▶ _To do_
#1 Summarize the A/B testing passage in exactly three sentences.
#2 Answer these questions using the A/B testing passage, giving one line for each answer:
(a) What was the single choice offered by the original Netflix version?
(b) About what share of proposed changes at Bing are first run as controlled experiments?
(c) How many people make up Microsoft's Analysis & Experimentation team?
#3 Extend the A/B testing passage beyond its final sentence, writing in the same style.

▶ _Text passage_
----------

Each of the variants built for the tests increased the number of choices and possible paths for Netflix visitors to follow. The original only had one choice: Start Your Free Month. Blaylock says that the low barrier to entry outweighs the need for users to see all their content before signing up.

3) Users Don’t Always Know What They Want

 A/B Testing in Publisher Revenue Optimisation

While survey had shown that 46% of users wanted to browse titles before signing up for Netflix, the tests proved otherwise. Testing reveals our assumptions. That’s why it’s so important to run tests and trust the data.

Anna Blaylock left her interviewers with a good quote:

“Your assumptions are your windows on the world. Scrub them off every once in a while, or the light won’t come in” Isaac Asimov

 

Case Study 3: Microsoft – Bing

The Harvard Business Review article (cited earlier [5]) attributes about 80% of proposed changes at Bing are first run as controlled experiments [5].

It highlights as a first case that in 2012 a Microsoft employee working on Bing had an idea about changing the way the search engine displayed ad headlines. Developing it wouldn’t require much effort—just a few days of an engineer’s time— but as with a company of that scale – it was one of hundreds of ideas proposed.

This is something at the time the program managers deemed it a low priority. So it languished for more than six months, until an engineer, who saw that the cost of writing the code for it would be small, launched a simple A/B test—to assess its impact. Within hours the new headline variation was producing abnormally high revenue, triggering a “too good to be true” alert.

These alerts are usually used in Companies of the scale of Microsoft for detecting when something goes terribly wrong (or very right) – it’s a form of anomaly detection. Usually, such alerts signal a bug, but not in this case. An analysis showed that the change had increased revenue by an appreciable 12%—which on an annual basis would come to more than $100 million in the United States alone —without hurting key user-experience metrics! It was the best revenue-generating idea in Bing’s history, but until the test its value was underappreciated [5].

The article mentions that “Microsoft’s Analysis & Experimentation team consists of more than 80 people who on any given day help run hundreds of online controlled experiments on various products, including Bing, Cortana, Exchange, MSN, Office, Skype, Windows, and Xbox.”[5]

Miltivariate Testing

Multivariate testing or multinomial testing is similar to A/B testing, but may test more than two versions at the same time or use more controls. Simple A/B tests are not valid for observational, quasi-experimental or other non-experimental situations, as is common with survey data, and other, more complex phenomena [7]. Such cases are more likely to draw “incorrect results” using seemingly “sound math”, but the wrong formulas!

----------

Data excerpts
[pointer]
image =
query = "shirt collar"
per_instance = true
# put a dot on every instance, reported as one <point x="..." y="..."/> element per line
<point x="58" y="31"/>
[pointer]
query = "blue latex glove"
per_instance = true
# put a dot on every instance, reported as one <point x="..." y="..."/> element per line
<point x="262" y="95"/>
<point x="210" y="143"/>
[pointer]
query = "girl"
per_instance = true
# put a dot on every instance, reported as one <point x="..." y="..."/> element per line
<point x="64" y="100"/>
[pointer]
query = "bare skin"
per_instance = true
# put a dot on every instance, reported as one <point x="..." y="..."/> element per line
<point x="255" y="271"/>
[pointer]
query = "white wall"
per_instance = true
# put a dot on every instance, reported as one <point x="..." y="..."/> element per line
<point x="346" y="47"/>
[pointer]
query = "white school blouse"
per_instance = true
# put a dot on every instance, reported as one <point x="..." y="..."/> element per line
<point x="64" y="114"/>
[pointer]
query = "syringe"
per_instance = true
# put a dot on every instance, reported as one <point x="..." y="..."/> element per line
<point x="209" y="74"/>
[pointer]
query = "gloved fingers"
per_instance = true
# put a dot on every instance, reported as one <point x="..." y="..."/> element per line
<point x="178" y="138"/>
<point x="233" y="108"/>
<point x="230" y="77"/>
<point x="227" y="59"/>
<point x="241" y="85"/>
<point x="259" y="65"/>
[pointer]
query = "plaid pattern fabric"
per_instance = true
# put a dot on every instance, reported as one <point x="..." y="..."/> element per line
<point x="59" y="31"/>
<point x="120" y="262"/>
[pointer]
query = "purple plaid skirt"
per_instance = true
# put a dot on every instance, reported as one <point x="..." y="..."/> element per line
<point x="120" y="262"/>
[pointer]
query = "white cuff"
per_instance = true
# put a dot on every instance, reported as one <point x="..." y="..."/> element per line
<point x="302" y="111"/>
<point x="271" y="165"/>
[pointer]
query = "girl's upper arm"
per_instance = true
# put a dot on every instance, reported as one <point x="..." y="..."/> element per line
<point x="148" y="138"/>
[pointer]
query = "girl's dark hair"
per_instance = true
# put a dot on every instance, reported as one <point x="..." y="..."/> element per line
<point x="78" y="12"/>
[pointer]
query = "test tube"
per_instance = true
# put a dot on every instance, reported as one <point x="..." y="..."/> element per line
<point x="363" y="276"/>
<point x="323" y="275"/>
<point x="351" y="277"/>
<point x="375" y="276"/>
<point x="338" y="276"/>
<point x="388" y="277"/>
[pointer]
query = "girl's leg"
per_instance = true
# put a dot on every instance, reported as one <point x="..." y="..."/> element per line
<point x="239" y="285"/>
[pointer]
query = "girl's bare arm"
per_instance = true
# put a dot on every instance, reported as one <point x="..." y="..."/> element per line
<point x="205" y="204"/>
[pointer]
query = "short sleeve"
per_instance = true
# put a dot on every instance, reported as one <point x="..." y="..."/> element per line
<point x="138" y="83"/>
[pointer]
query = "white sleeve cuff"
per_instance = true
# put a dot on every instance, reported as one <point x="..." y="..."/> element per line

----------

▶ _Solved tasks_
#1 The Netflix tests contradicted a survey in which 46% of users said they wanted to browse titles before signing up, which shows that testing exposes assumptions and that the data should be trusted. At Bing, a change to how ad headlines were displayed sat at low priority for more than six months, but once an engineer ran a simple A/B test, it raised revenue by 12% and became the best revenue-generating idea in Bing's history. Multivariate testing is similar to A/B testing but may test more than two versions at the same time or use more controls, whereas simple A/B tests are not valid for observational, quasi-experimental or other non-experimental situations.

#2
(a) Start Your Free Month
(b) About 80%
(c) More than 80 people

#3
Note that simple linear regression and multiple regression, are not usually considered to be special cases of multivariate statistics because the analysis is dealt with by considering the (univariate) conditional distribution of a single outcome variable given the other variables. Multivariate statistics already  has more than 18 well established models each with its own analysis.

Closing Remarks on A/B testing

I was fortunate to have personally met Marissa Meyer (then Vice President of Google Search Products and User Experience), I’ve learned a lot of lessons from her legacy, worked with some of her Product Managers at Google, worked with publishers of all sizes and strategic importance in Google’s Publisher team, as well as learn first-hand and on the job from a number of really top-notch coaches – some of the best in the world at Publisher Optimization.

 

The cases presented are lessons that serve as a non-technical overview to A/B testing, which is part of a larger publisher growth strategy. We understand that every business is unique and has different goals and objectives, skills and resources, budgets and audience.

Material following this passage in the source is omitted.